— BEGIN Data for this task —
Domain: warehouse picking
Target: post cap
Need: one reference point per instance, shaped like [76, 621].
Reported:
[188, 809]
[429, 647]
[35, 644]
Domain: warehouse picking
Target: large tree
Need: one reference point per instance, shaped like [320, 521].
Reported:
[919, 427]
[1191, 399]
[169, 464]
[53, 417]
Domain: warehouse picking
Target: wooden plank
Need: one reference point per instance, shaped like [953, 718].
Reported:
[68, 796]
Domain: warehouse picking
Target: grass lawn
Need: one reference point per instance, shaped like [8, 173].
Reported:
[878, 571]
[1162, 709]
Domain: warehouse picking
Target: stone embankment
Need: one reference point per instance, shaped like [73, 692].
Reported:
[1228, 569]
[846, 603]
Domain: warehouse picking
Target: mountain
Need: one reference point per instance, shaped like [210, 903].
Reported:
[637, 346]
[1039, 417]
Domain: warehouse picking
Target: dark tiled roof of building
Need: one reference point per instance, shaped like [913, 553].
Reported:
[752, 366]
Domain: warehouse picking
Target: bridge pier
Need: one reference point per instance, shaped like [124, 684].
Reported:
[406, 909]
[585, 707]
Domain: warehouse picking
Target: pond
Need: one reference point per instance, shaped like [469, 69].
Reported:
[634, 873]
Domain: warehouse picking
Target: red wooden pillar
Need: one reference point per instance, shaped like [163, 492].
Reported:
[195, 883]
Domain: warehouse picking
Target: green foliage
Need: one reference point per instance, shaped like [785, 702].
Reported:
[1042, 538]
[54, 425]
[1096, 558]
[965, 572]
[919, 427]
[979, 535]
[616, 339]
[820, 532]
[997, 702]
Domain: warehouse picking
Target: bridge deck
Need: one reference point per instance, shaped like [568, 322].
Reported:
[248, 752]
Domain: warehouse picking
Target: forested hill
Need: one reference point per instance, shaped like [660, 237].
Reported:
— END Data for this task —
--- Job ---
Retype all the records, matching them exactly.

--- Correct output ---
Domain: warehouse picking
Target: post cap
Need: one reference point per instance, shaped like [76, 621].
Reported:
[188, 809]
[429, 647]
[35, 644]
Domain: warehouse picking
Target: large tree
Need: one reference point per instance, shaped like [320, 521].
Reported:
[919, 427]
[1191, 399]
[169, 464]
[53, 417]
Domain: warehouse picking
Target: wooden plank
Need: one reference point per instance, shaped like [953, 718].
Reported:
[68, 796]
Domain: warehouse picking
Target: grass lawn
Need: one reference point per instance, shaped like [8, 173].
Reported:
[878, 571]
[1162, 709]
Domain: warehouse picking
Target: stone embankment
Need: one reference point per instance, shaped like [73, 692].
Reported:
[1228, 569]
[846, 603]
Domain: warehouse picking
Target: mountain
Need: one reference point per instance, shaped like [210, 903].
Reported:
[637, 346]
[1039, 417]
Domain: warehouse picking
Target: dark tiled roof of building
Need: one reference point per instance, shaped like [913, 553].
Reported:
[752, 366]
Domain: warehouse picking
Target: bridge pier
Need: one reference point per instance, shaped like [124, 684].
Reported:
[406, 909]
[585, 707]
Domain: warehouse picking
Target: pond
Need: one reference point per instance, shaped like [469, 69].
Reported:
[634, 873]
Domain: warehouse picking
Target: red wooden pillar
Need: one reference point per instance, shaped like [163, 492].
Reported:
[195, 883]
Domain: warehouse picking
Target: green foliage
Need: one reference point per instance, shaped like [785, 702].
Reported:
[1042, 538]
[54, 425]
[1096, 558]
[965, 572]
[919, 427]
[979, 535]
[616, 339]
[820, 532]
[997, 702]
Domain: warehouse picking
Target: bridge deck
Need: one reference point per instance, shaped like [568, 322].
Reported:
[248, 752]
Domain: warehouse picking
Target: forested hill
Need: one reference point per instance, shaped like [660, 237].
Reported:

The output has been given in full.